Work order: Each record must be returned exactly, apart from the pictures, which stay out.

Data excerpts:
:::

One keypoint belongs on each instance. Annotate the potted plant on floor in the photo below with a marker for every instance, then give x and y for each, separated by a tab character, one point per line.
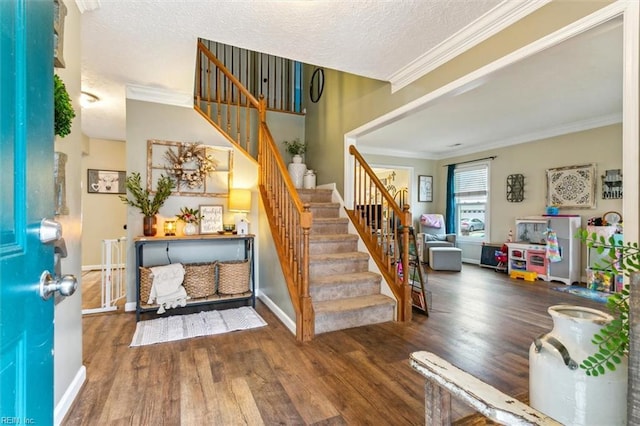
148	206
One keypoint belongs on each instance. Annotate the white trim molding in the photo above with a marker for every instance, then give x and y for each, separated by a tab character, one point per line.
489	24
159	96
62	407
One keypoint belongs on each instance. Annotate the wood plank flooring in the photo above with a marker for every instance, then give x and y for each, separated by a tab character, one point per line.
480	321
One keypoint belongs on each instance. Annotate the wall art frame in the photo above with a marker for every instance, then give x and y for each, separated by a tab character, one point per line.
211	218
106	181
572	186
216	183
425	188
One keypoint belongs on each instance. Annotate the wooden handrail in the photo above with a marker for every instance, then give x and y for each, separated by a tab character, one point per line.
289	219
290	222
384	229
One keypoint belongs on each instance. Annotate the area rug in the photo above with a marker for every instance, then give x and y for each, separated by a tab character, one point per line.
206	323
594	295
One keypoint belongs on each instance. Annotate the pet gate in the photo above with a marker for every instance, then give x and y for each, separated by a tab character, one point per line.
114	258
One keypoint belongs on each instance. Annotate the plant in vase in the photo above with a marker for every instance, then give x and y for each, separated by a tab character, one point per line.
613	340
296	168
295	148
191	218
141	198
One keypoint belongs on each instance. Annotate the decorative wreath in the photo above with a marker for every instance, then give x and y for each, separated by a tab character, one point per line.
190	165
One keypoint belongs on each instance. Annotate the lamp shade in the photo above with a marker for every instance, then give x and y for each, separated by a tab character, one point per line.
240	200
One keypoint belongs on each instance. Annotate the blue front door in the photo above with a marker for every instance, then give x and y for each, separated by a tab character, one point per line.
26	197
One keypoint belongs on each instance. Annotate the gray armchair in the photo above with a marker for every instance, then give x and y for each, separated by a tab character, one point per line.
434	233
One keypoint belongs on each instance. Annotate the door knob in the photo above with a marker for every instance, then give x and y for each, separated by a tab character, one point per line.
66	285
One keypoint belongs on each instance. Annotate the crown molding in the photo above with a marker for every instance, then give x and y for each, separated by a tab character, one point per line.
88	5
159	96
489	24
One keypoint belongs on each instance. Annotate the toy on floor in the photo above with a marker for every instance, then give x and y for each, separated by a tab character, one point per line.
525	275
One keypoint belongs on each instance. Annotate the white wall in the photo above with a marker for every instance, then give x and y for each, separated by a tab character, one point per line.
69	372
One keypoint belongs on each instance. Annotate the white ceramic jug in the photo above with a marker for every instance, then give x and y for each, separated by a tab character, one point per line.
559	388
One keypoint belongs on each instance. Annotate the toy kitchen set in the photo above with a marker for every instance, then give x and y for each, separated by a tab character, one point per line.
546	245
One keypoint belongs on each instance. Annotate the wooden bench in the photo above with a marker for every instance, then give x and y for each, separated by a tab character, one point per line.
445	380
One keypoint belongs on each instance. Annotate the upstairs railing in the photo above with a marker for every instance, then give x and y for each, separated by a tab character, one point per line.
384	229
237	114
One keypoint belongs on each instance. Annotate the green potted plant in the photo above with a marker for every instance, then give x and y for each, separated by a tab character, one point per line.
148	206
613	340
63	110
295	148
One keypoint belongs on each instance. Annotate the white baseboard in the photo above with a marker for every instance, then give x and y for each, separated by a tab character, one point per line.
62	408
290	324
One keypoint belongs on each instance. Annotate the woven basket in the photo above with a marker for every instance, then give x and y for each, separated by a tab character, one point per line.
233	277
145	284
200	279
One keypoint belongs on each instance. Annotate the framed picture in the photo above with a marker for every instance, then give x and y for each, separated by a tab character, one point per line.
425	188
106	181
572	187
211	219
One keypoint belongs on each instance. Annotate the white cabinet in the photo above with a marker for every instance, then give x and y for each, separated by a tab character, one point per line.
529	251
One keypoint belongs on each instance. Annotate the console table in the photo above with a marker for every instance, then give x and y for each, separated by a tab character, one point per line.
206	246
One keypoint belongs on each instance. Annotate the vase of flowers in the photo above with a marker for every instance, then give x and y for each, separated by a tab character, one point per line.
296	168
142	199
191	218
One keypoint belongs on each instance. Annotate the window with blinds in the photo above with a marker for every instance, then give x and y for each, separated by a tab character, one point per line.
471	194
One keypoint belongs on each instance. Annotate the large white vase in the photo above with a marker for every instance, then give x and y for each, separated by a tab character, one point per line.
559	388
296	170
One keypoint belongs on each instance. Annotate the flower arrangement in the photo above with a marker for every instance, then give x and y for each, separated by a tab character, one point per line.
190	165
295	147
141	197
188	215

:::

Answer box:
One keypoint belongs on each instance. Annotate the potted plant on floor in the photo below with a marker for every instance, then give x and y for each, separated by a tab character, one point per line.
148	206
One keypoint belongs on each instance. Annotate the white trim molding in the photo above with a marker for every instance, then give x and y for each, separated by a tab character, one point per line.
489	24
159	96
62	407
One keypoint belongs on each instance. Annotate the wood plank flooring in the photo above with a marker for every instance, then give x and y for each, separated by a tab character, one point per line.
480	321
One keypoint belongs on each instance. Annotate the wall art frame in the photo above with a marker for every instance, then give x and y for each, separated by a tab character, one point per line.
211	218
106	181
572	186
216	183
425	188
One keypoint belongs on each instance. Annotate the wooden handrail in the photo above with a marker for every instance, then give x and y for each, separated by a tab character, one point per line.
289	219
290	222
384	229
One keypoint belongs on each instance. Annotate the area rug in the photo above with a marker for every instance, then give x and y for each, separated by a tab character, one point per line.
206	323
594	295
One keypoint belongs on each instance. Annotate the pet gate in the photo above with a marker for every instance, then give x and y for each, separated by a tab character, one point per line.
114	258
One keypoint belongs on each instance. Annotate the plant in vase in the photo above with a marker for every instance, then give x and y for each, separated by a tab character, one point per line.
613	340
296	168
295	148
191	218
141	198
One keypoint belongs on each instance. Annotate the decorative wreath in the photo above with a marker for every instance, then give x and y for each, separated by a tab character, one point per line.
190	165
One keypoint belongs on each instance. Annotate the lamp shade in the photo above with a marker for every instance, then give x and y for each, separated by a tab character, one point per line.
240	200
One keypoint belongs on each instance. Annotate the blue front door in the photo above with a marker for every instance, then give x and y for each, separated by a tab character, one point per line.
26	197
One keypoint belongs on each instance. Annotate the gray armchair in the photo above with a marker for every instance, then give x and y for each, separated by a tab character, one point per line.
434	233
One keypoint belongs on each instance. Annotate the door knob in the photo above with a marker for every instance, then give x and y for each, separated by a tab character, one point per line.
66	285
One keypoint belongs on each instance. Annotate the crown molding in the photo above with a marker for every instance, then give x and y for each, separated by a tab character, one point per line.
88	5
159	96
489	24
One keypoint belongs on each instance. Annotate the toy on floor in the photo above with a marker for every instance, then give x and y for each, separated by a tab character, one point per line.
525	275
One keypoint belongs on each instance. Annotate the white wall in the photo above with a marker for every instance, then give x and y for each, separated by a tab character, one point per line.
69	372
One keypoint belongs on each instance. Annotate the white ceramic jug in the photo above with a marker for every instance, then give x and y for each, separated by a tab character, one point per line.
559	388
One keypoint belongs on each instance. Annotate the toy kitchen set in the photo above with a marker for every instance, then give x and y for each, separated by a tab character, one point per line.
546	245
One keypoint belongs on each instance. Annotate the wooden bench in the photo above with a marker for every instance, then give x and y for each, separated by a tab character, one point per line.
445	380
One keypoint belongs on each instance. Annotate the upstairs railing in the photo above with a marker for every instance, then give x and y for each, separated by a tab character, one point per line.
384	229
237	114
One keypoint belongs on each instance. Annotate the green potted plant in the photo above with a marker for every instance, then give x and y for each, separated by a tab character, one point per line.
148	206
613	340
63	110
295	148
One keypoint belongs on each instance. Annotate the white baseboard in the photo above with a marker for every instance, then give x and y for each, separated by a tab character, one point per line.
62	408
290	324
One keypoint belongs on each instance. Annotate the woven basket in the photo above with a marker for every instance, then give x and y for each, separated by a tab character, one point per line.
233	277
145	284
200	279
One keypoint belongs on each instance. Annotate the framed picture in the photo above with a marker for every instance, then give x and y for each, separated by a tab character, one point per line.
425	188
106	181
572	187
211	219
One keypoint belongs on each instance. Annotate the white cabinet in the photo above with a marker for every instance, then give x and y for each, separated by a tab character, one point per line.
529	251
One keypoint belongs on each instance. Annotate the console table in the photo above with a marker for every instance, then give x and y for each, separated by a tab character, one point per line.
206	246
One keypoint belongs on each instance. Annotate the vase of flowers in the photo above with a marker for every instance, then give x and y for each, separated by a tab character, one point per line.
296	168
142	199
191	218
One keypoint belongs on each instance. Annotate the window with blinds in the photo above with a marker for every instance, then give x and y for each, separated by a tab character, one point per line.
471	194
One keypoint belongs on each instance. Annotate the large white vase in the photo above with a marker for every instance, then give x and y for each, separated by a tab character, one point per line.
559	388
296	170
One keypoint belongs on each instance. Annotate the flower arrangement in the photo above with a marker for every instance, then give x and y for each, separated by a tab character, one point per line.
190	165
295	147
141	197
188	215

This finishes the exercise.